→ **Task directions**: Please return these lines word for word, starting at the line that contains "of the white" and stopping after the last line.

→ **Data section**:
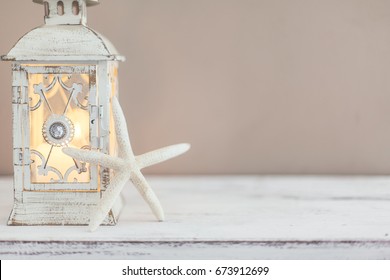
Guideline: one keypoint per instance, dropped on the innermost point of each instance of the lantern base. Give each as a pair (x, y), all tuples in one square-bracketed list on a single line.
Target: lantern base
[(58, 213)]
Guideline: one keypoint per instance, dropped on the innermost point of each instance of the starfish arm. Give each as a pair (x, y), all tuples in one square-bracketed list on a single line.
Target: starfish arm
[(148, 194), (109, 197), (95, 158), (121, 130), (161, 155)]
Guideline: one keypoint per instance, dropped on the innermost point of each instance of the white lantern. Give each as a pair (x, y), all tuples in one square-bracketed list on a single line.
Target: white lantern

→ **Full output**:
Guideline: one keypoint per instance, dropped on the innermost point of each instance of the white lantern. Give each as a pair (x, y), all tuples in one square-bracketed list on a single line.
Target: white lantern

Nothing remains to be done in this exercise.